**WHAT TO DO:**
Reproduce the data below, substituting "Please provide your masks below" for every occurrence of "Kindly return your masks here" and leaving all other text unchanged. Omit the pictures from your reproduction.
Start ENTRIES SUPPLIED
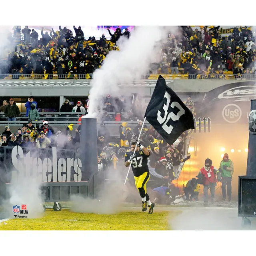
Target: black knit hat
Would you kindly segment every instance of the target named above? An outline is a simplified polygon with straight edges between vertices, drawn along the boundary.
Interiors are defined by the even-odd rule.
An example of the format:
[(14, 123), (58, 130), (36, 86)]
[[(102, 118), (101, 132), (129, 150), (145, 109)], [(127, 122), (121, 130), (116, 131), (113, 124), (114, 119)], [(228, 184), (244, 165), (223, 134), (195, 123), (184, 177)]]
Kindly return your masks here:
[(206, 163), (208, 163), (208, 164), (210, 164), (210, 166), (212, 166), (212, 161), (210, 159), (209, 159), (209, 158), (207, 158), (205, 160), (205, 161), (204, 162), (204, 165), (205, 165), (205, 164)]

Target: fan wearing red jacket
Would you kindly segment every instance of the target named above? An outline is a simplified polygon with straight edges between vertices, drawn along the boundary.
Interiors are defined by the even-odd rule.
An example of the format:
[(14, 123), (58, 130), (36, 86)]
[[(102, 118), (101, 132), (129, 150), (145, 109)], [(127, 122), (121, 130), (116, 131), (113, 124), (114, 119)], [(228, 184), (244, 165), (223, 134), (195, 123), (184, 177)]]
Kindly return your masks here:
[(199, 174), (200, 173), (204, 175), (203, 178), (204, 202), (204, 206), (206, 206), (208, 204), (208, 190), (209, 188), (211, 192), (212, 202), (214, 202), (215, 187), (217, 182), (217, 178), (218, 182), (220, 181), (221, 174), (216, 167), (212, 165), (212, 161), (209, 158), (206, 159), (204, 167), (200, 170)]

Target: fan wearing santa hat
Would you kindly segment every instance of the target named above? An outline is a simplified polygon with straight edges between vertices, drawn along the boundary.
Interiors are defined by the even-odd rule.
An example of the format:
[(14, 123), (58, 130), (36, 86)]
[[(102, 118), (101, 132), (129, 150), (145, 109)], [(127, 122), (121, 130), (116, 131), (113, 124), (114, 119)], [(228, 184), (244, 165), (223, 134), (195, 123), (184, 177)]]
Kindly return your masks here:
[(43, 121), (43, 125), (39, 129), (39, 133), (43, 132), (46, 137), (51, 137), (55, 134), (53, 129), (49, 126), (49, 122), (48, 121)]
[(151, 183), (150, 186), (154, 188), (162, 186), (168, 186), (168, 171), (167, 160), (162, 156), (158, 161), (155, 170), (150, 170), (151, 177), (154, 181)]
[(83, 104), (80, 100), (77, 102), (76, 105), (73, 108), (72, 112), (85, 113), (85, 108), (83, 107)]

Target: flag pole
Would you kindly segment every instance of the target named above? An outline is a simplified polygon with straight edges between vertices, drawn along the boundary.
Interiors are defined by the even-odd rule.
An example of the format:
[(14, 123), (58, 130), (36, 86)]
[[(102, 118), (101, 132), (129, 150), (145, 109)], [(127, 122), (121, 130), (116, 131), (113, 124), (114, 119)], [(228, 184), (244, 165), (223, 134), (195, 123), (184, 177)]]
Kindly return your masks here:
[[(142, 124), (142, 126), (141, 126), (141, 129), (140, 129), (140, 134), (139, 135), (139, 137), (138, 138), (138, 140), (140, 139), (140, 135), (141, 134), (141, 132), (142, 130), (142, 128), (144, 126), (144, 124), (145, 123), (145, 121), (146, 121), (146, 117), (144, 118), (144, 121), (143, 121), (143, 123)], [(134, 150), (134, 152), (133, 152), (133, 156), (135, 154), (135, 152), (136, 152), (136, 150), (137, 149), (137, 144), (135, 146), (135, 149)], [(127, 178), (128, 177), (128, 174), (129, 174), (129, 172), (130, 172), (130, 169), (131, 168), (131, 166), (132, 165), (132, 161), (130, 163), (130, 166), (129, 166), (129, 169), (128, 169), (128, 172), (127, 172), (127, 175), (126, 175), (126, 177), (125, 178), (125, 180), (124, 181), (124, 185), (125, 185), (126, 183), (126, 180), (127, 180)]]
End ENTRIES SUPPLIED
**RESPONSE FOR THIS EXERCISE:**
Target: black knit hat
Would you kindly segment every instance of the target named above? An outline is a simplified polygon with straight edges between vertices, drawn along the boundary.
Interiors are defined by the even-odd rule.
An example of the format:
[(14, 123), (58, 130), (36, 86)]
[[(102, 118), (101, 132), (129, 150), (145, 109)], [(127, 122), (121, 130), (116, 131), (113, 124), (114, 119)], [(228, 184), (244, 165), (223, 134), (195, 123), (184, 177)]]
Please provide your masks below:
[(206, 163), (208, 163), (208, 164), (210, 164), (210, 166), (212, 166), (212, 161), (210, 159), (209, 159), (209, 158), (207, 158), (205, 160), (205, 161), (204, 162), (204, 165), (205, 165), (205, 164)]

Target: fan wearing red jacket
Would you kindly segment every instance of the target named above? An outline is a simplified polygon with straight edges between vertices, drawn along the boundary.
Interiors are defined by the even-odd rule.
An example of the format:
[(14, 123), (58, 130), (36, 86)]
[[(102, 118), (101, 132), (129, 150), (145, 109)], [(127, 122), (121, 130), (116, 131), (113, 124), (114, 119)], [(228, 184), (244, 165), (223, 134), (195, 123), (184, 177)]]
Please provide your masks below:
[(199, 174), (200, 173), (204, 175), (203, 178), (204, 202), (204, 206), (206, 206), (208, 204), (208, 190), (209, 188), (211, 192), (212, 202), (214, 202), (215, 187), (217, 182), (217, 178), (218, 182), (220, 181), (221, 174), (216, 167), (212, 165), (212, 161), (209, 158), (206, 159), (204, 167), (200, 170)]

Target: fan wearing santa hat
Would you kindly segment every instance of the target named above? An outline is a simplified polygon with straight edges between vertices, drawn along the boundary.
Interiors are defined by the even-odd rule.
An example of the format:
[(14, 123), (58, 130), (36, 86)]
[[(102, 118), (101, 132), (129, 150), (145, 109)], [(127, 122), (121, 130), (116, 131), (113, 124), (114, 119)], [(228, 184), (244, 165), (223, 134), (195, 123), (184, 177)]]
Please provide your masks below:
[(43, 121), (43, 125), (39, 129), (39, 133), (43, 132), (46, 137), (51, 137), (55, 134), (53, 129), (49, 126), (49, 122), (48, 121)]
[(151, 183), (150, 186), (154, 188), (162, 186), (168, 186), (168, 171), (167, 160), (162, 156), (158, 161), (155, 170), (150, 170), (151, 177), (154, 181)]
[(83, 104), (80, 100), (77, 102), (76, 105), (73, 108), (72, 112), (85, 113), (85, 108), (83, 107)]

Target: flag pole
Would you kindly segment every instance of the target named above? An outline is a simplified polygon with straight edges between vertices, drawn along the boundary.
Interiors are defined by the even-odd rule.
An example of the format:
[(14, 123), (58, 130), (36, 86)]
[[(102, 118), (101, 132), (129, 150), (145, 109)], [(127, 122), (121, 130), (116, 131), (113, 124), (114, 119)], [(228, 184), (244, 165), (223, 134), (195, 123), (184, 177)]]
Please provide your masks below:
[[(142, 124), (142, 126), (141, 126), (141, 129), (140, 129), (140, 134), (139, 135), (139, 137), (138, 138), (138, 140), (140, 139), (140, 135), (141, 134), (141, 132), (142, 130), (142, 128), (144, 126), (144, 124), (145, 123), (145, 121), (146, 121), (146, 117), (144, 118), (144, 121), (143, 121), (143, 123)], [(134, 150), (134, 152), (133, 152), (133, 156), (135, 154), (135, 152), (136, 152), (136, 150), (137, 149), (137, 144), (135, 146), (135, 149)], [(127, 178), (128, 177), (128, 174), (129, 174), (129, 172), (130, 172), (130, 169), (131, 168), (131, 166), (132, 165), (132, 161), (130, 163), (130, 166), (129, 166), (129, 169), (128, 169), (128, 172), (127, 172), (127, 175), (126, 175), (126, 177), (125, 178), (125, 180), (124, 181), (124, 185), (125, 185), (126, 183), (126, 180), (127, 180)]]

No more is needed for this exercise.